_STATED TASK_
Repeat each line exactly, leaving nothing out.

::: MATERIAL :::

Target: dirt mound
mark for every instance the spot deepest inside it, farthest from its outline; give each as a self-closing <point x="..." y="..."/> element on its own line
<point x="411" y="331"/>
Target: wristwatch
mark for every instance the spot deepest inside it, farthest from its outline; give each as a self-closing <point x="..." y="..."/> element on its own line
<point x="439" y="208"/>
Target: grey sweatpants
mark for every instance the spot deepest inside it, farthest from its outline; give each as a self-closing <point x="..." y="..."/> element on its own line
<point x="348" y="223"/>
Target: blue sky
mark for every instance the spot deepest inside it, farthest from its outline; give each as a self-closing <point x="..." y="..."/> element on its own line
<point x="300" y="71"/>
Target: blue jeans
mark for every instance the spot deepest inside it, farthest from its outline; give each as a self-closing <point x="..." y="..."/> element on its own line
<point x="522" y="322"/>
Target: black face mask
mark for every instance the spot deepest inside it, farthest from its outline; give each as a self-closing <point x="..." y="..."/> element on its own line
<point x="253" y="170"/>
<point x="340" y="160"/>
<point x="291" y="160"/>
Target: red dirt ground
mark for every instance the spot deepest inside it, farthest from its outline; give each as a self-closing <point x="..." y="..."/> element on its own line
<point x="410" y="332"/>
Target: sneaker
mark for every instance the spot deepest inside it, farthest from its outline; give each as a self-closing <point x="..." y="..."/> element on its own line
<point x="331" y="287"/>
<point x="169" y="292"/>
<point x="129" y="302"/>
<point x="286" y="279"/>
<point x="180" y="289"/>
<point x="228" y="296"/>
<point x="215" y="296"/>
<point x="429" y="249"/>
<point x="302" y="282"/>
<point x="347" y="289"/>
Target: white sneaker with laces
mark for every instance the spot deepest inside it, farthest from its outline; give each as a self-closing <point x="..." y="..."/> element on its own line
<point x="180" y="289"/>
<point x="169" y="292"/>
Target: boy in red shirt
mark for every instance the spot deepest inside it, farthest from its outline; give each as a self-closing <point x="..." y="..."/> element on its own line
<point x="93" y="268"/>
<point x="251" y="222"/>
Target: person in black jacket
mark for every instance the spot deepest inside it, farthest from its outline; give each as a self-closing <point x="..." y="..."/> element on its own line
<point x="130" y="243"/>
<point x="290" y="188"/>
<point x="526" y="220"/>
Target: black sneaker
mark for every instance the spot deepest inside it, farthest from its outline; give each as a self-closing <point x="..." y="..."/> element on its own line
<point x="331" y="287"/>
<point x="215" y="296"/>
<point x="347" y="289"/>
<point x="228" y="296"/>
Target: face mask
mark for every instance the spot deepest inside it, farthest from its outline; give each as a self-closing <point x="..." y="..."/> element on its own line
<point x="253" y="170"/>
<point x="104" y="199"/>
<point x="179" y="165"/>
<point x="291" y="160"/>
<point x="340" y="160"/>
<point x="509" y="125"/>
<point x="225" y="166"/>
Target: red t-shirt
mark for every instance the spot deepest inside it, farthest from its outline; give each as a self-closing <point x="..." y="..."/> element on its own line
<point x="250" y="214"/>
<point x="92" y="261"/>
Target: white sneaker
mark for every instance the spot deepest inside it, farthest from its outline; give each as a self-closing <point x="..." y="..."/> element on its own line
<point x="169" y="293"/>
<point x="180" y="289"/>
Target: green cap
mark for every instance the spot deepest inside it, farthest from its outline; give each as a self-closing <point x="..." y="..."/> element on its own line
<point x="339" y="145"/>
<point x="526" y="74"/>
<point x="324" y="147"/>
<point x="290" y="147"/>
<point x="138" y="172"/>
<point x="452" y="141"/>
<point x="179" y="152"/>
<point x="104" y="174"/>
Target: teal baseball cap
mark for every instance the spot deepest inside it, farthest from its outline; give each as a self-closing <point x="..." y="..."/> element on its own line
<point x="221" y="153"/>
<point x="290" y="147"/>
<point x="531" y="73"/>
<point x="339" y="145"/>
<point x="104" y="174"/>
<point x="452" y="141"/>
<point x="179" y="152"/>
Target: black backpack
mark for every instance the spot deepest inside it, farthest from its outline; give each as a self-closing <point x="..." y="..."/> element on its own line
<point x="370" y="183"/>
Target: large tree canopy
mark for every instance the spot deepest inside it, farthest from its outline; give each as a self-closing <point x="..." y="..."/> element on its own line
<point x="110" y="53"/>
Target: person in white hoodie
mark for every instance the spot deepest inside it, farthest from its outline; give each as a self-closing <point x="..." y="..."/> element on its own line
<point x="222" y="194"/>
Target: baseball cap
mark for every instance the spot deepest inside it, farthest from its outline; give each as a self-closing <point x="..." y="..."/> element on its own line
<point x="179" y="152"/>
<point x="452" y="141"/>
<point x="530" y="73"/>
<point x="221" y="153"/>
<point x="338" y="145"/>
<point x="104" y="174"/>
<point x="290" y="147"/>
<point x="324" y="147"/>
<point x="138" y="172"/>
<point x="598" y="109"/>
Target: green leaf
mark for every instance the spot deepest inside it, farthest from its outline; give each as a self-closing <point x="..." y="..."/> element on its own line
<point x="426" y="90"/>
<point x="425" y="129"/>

:::

_EXERCISE RESPONSE_
Target: dirt mound
mark for every instance the spot deepest inside it, farthest from its outline; give each as a self-closing <point x="..." y="..."/> element on its own line
<point x="411" y="331"/>
Target: wristwatch
mark for every instance the spot deepest inside it, farthest from its outline; give each as a self-closing <point x="..." y="..."/> element on its own line
<point x="439" y="208"/>
Target: grey sweatpants
mark for every instance the spot deepest inside it, farthest from its outline; give each as a self-closing <point x="..." y="..."/> element on its own line
<point x="348" y="223"/>
Target: blue sky
mark for every instance the spot deepest inside it, farthest from its outline; give each as a self-closing <point x="..." y="..."/> element on its own line
<point x="300" y="71"/>
Target: blue jeans
mark for every instance the spot deepest inside it, farthest from its outline; give each as a self-closing <point x="..." y="..."/> element on its own line
<point x="522" y="322"/>
Target: black face mask
mark for every instance the spot deepest inside it, farthest from its outline; give each as a self-closing <point x="..." y="..."/> element on its own line
<point x="253" y="170"/>
<point x="340" y="160"/>
<point x="291" y="160"/>
Target: red dirt ground
mark for every instance the spot deepest inside it, farthest from its outline; give each as a self-closing <point x="..." y="..."/> element on its own line
<point x="410" y="332"/>
Target: sneaker
mark for every instance the spot deepest inside it, farthest from its outline; give each as a self-closing <point x="..." y="..."/> element on its own line
<point x="331" y="287"/>
<point x="169" y="292"/>
<point x="129" y="302"/>
<point x="286" y="279"/>
<point x="180" y="289"/>
<point x="228" y="296"/>
<point x="215" y="296"/>
<point x="429" y="249"/>
<point x="302" y="282"/>
<point x="347" y="289"/>
Target: white sneaker with laces
mark for every instance the spot deepest inside it, farthest from its outline; give each as a self-closing <point x="..." y="..."/> element on its own line
<point x="180" y="289"/>
<point x="169" y="292"/>
Target: boy in red shirt
mark for every instance the spot deepest inside it, farthest from its outline; give each as a self-closing <point x="..." y="..."/> element on its own line
<point x="93" y="268"/>
<point x="251" y="222"/>
Target: person in black jacket
mark for every instance the spot deepest inside it, farthest from its outline; give each as a self-closing <point x="..." y="..."/> element on its own line
<point x="130" y="243"/>
<point x="290" y="188"/>
<point x="526" y="220"/>
Target: black sneaker
mark for every instance the spot deepest inside it, farthest from its outline; give each as a self-closing <point x="..." y="..."/> element on its own line
<point x="331" y="287"/>
<point x="215" y="296"/>
<point x="347" y="289"/>
<point x="228" y="296"/>
Target: face mask
mark for every instance the spot deepest inside it, farthest from its outline; give each as a self-closing <point x="..." y="..."/> element on its own line
<point x="253" y="170"/>
<point x="104" y="199"/>
<point x="179" y="165"/>
<point x="291" y="160"/>
<point x="340" y="160"/>
<point x="509" y="125"/>
<point x="225" y="166"/>
Target: red t-shirt
mark for every instance the spot deepest inside it, farthest from its outline; give each as a self-closing <point x="..." y="..."/> element on its own line
<point x="250" y="214"/>
<point x="92" y="261"/>
Target: white sneaker
mark for every instance the spot deepest inside it, farthest from its outline; give each as a self-closing <point x="..." y="..."/> element on its own line
<point x="169" y="293"/>
<point x="180" y="289"/>
Target: green cap
mark for every instance the spot deepest inside it, farthest from its outline; give each as a self-closing <point x="..." y="..."/> element on its own line
<point x="339" y="145"/>
<point x="526" y="74"/>
<point x="324" y="147"/>
<point x="290" y="147"/>
<point x="138" y="172"/>
<point x="452" y="141"/>
<point x="179" y="152"/>
<point x="104" y="174"/>
Target: teal baseball cap
mark for every instance the spot deepest inside it, farthest from its outline; give each as a self-closing <point x="..." y="..."/> element on its own line
<point x="221" y="153"/>
<point x="290" y="147"/>
<point x="531" y="73"/>
<point x="339" y="145"/>
<point x="104" y="174"/>
<point x="452" y="141"/>
<point x="179" y="152"/>
Target: black backpack
mark for every instance the spot deepest inside it, farthest from its outline; give each as a self-closing <point x="..." y="..."/> element on its own line
<point x="370" y="183"/>
Target: large tree canopy
mark for every instance the spot deepest inside it, farthest from its outline; give each as a self-closing <point x="..." y="..."/> element on its own line
<point x="110" y="53"/>
Target: person in white hoodie
mark for every instance the spot deepest inside it, farthest from its outline; give each as a self-closing <point x="..." y="..."/> element on its own line
<point x="222" y="194"/>
Target: baseball cap
mark for every instance the spot deepest inside it, farthest from its outline; give each as a self-closing <point x="..." y="..."/> element on its own line
<point x="179" y="152"/>
<point x="452" y="141"/>
<point x="530" y="73"/>
<point x="221" y="153"/>
<point x="338" y="145"/>
<point x="104" y="174"/>
<point x="290" y="147"/>
<point x="324" y="147"/>
<point x="138" y="172"/>
<point x="598" y="109"/>
Target: green leaf
mark for every instance the spot deepest inside it, farthest from its outline; give each as a self-closing <point x="..." y="..."/> element on its own line
<point x="426" y="90"/>
<point x="425" y="129"/>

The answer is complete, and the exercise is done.